PHOTOGRAPHIE DE Kinga Krzeminska, Getty Images

Lorsqu'une personne est soudainement prise de nausées intenses, de vomissements, de douleurs à l'estomac qui durent un jour ou deux, voire plus, elle peut soupçonner une intoxication alimentaire ou un virus gastro-intestinal. Mais si cela se produit plusieurs fois par an, cela pourrait être un signe de syndrome du vomissement cyclique, un trouble méconnu qui toucherait approximativement 0,04 % à 1,9 % de la population française.

En juillet, en partie parce que le trouble reste sous diagnostiqué et insuffisamment traité, l'American Gastroenterological Association a publié de nouvelles orientations cliniques pour aider les médecins et leurs patients à reconnaître les signes et les symptômes du syndrome du vomissement cyclique, aussi appelé SVC. En quelques mots, le SVC est une maladie chronique liée à une interaction entre l'intestin et le cerveau et caractérisée par des épisodes récurrents de nausées, de vomissements et de haut-le-cœur, séparés par des périodes sans symptômes.

« On reconnaît de plus en plus que ce trouble est plus répandu qu'on ne le pensait », déclare David Levinthal, gastro-entérologue et neuroscientifique, directeur du Neurogastroenterology and Motility Center du Centre médical de l'Université de Pittsburgh. « Ce n'est pas une maladie à laquelle pensent beaucoup de gastro-entérologues. Il existe de nombreux patients qui souffrent et ne sont ni diagnostiqués ni traités. »

Consigne 1 – D'après le texte sur le syndrome du vomissement cyclique, quelle organisation a publié en juillet de nouvelles orientations cliniques ?
Consigne 2 – Rédigez la suite du texte consacré au syndrome du vomissement cyclique, en reprenant après sa dernière phrase.

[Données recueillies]
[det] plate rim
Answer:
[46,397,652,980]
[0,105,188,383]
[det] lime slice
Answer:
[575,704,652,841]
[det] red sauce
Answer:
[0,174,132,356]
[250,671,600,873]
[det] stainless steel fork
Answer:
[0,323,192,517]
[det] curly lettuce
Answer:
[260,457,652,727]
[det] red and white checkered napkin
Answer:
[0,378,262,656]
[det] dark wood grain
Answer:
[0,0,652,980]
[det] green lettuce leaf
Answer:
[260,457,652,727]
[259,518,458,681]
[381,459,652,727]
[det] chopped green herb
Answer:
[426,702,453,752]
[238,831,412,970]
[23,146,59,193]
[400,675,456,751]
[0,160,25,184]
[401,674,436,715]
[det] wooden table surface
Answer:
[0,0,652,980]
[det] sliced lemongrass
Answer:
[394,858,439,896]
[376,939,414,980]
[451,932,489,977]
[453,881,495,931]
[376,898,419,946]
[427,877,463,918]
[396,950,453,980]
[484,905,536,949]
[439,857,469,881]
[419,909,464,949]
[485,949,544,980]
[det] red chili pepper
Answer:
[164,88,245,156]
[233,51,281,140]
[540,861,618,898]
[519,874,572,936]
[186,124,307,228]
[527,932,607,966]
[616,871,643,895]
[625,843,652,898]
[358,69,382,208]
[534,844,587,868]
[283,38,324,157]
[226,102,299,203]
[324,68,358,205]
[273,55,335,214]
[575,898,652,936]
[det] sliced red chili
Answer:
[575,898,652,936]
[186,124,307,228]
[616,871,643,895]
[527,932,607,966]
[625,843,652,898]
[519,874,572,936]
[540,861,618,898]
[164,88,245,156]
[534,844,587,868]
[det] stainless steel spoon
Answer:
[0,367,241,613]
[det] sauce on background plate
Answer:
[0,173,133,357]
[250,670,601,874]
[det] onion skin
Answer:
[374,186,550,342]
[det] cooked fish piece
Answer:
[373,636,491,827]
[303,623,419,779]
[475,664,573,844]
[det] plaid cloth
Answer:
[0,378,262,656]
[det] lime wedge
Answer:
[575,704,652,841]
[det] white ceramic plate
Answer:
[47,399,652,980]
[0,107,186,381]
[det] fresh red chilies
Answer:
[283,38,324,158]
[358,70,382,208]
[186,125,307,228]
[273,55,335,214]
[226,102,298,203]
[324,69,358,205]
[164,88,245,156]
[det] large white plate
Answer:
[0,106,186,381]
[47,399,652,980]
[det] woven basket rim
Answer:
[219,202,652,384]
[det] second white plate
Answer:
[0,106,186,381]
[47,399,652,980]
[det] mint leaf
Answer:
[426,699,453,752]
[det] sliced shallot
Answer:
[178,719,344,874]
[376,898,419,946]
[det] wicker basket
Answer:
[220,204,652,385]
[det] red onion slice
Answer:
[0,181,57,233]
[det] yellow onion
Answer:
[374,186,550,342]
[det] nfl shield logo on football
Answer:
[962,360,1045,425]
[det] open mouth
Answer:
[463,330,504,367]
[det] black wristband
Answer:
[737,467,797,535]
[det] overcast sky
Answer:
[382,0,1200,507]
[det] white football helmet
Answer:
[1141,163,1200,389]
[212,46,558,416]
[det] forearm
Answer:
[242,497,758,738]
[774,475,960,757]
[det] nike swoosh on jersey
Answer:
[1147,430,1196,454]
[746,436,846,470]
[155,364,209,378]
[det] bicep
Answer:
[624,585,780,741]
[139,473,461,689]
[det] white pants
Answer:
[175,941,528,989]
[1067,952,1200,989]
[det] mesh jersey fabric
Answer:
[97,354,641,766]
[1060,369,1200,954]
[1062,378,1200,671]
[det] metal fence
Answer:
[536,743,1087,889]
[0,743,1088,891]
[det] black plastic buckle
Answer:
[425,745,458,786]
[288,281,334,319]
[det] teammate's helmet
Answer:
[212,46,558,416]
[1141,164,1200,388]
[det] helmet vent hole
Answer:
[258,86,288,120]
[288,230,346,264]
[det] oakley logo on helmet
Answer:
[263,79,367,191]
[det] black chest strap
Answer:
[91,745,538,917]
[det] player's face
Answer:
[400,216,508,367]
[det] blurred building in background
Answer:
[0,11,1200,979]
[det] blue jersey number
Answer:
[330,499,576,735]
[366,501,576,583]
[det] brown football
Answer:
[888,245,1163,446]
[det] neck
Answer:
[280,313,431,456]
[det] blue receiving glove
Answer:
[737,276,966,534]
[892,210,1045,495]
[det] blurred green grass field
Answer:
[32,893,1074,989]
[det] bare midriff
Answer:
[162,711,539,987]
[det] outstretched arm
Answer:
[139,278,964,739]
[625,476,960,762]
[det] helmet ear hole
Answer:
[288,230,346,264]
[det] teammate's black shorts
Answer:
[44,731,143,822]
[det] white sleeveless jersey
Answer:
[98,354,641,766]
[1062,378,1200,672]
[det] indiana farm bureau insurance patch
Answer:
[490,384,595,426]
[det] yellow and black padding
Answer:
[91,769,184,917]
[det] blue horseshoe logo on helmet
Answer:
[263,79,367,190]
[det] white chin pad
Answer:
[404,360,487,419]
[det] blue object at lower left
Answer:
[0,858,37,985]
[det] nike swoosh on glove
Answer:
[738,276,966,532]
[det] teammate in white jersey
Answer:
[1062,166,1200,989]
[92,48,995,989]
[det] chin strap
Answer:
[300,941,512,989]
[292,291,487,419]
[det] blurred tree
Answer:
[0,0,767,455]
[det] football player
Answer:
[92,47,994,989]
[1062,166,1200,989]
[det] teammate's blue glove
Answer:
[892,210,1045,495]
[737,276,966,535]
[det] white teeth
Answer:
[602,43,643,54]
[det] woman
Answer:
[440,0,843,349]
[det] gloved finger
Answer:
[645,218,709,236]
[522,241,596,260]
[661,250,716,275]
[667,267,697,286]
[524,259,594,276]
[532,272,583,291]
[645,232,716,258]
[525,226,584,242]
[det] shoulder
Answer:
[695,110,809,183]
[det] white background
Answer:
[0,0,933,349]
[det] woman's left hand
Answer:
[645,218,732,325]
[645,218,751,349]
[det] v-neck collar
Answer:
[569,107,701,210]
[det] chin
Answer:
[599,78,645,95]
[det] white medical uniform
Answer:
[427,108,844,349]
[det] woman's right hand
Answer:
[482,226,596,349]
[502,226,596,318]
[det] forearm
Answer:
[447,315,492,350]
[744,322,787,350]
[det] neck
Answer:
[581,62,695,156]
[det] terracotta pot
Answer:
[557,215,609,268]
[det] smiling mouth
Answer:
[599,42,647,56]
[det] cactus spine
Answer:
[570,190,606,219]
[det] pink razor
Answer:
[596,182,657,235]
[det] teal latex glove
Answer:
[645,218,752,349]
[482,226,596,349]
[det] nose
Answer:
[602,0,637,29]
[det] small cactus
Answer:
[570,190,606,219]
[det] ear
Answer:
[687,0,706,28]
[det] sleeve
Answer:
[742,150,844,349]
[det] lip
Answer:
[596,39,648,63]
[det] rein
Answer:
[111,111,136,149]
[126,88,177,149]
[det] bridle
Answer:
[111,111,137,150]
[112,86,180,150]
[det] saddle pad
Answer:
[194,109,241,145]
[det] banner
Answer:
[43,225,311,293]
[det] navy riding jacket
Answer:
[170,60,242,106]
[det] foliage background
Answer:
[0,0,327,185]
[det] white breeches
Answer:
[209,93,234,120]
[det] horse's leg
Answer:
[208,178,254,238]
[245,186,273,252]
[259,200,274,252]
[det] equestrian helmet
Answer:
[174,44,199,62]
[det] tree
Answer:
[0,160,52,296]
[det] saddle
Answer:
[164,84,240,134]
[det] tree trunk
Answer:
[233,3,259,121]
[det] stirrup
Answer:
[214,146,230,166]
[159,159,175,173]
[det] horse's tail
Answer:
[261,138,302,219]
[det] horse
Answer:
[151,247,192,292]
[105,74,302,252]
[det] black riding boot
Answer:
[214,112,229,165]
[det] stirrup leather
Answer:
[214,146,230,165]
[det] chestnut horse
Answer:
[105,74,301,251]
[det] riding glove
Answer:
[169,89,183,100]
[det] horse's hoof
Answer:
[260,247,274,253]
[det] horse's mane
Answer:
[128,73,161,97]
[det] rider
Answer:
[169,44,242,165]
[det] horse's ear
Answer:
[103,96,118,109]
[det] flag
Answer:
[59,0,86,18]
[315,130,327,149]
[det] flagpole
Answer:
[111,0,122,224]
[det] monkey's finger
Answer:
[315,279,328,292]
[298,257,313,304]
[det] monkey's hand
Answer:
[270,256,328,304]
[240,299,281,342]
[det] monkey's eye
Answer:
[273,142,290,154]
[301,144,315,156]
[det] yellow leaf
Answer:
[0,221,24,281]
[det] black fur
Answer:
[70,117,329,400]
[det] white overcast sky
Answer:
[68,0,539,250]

Votre réponse 1 – L'American Gastroenterological Association.

Votre réponse 2 –
C'est certainement en partie parce que, tout comme les autres maladies causées par l'interaction entre le cerveau et l'intestin, c'est une maladie qui n'est pas prioritaire dans l'enseignement médical, explique Christopher Vélez, gastro-entérologue et directeur associé du programme d'études avancées sur la motilité gastro-intestinale et les maladies fonctionnelles au Massachusetts General Hospital Center for Neurointestinal Health à Boston, aux États-Unis.

« C'est un peu comme une migraine abdominale, une série d'événements anormaux, incontrôlés et à médiation neurologique. Mais comme les diagnostics modernes ne permettent pas de mettre en lumière ce qui ne va pas, « on considère parfois que c'est psychologique. Et quelques fois, on blâme les patients pour leurs symptômes, même si leur qualité de vie en est fortement affectée. »

 

QUI EST SUSCEPTIBLE D'EN SOUFFRIR ?

Bien que ce syndrome puisse toucher n'importe qui, il est plus commun chez les enfants, les femmes et les jeunes adultes.

« Un pourcentage élevé d'enfants atteints de ce syndrome finissent par s'en débarrasser », déclare Anthony Lembo, gastro-entérologue et directeur de recherche au Digestive Disease Institute de la Cleveland Clinic, aux États-Unis. « Pour les adultes, ce n'est pas si simple. »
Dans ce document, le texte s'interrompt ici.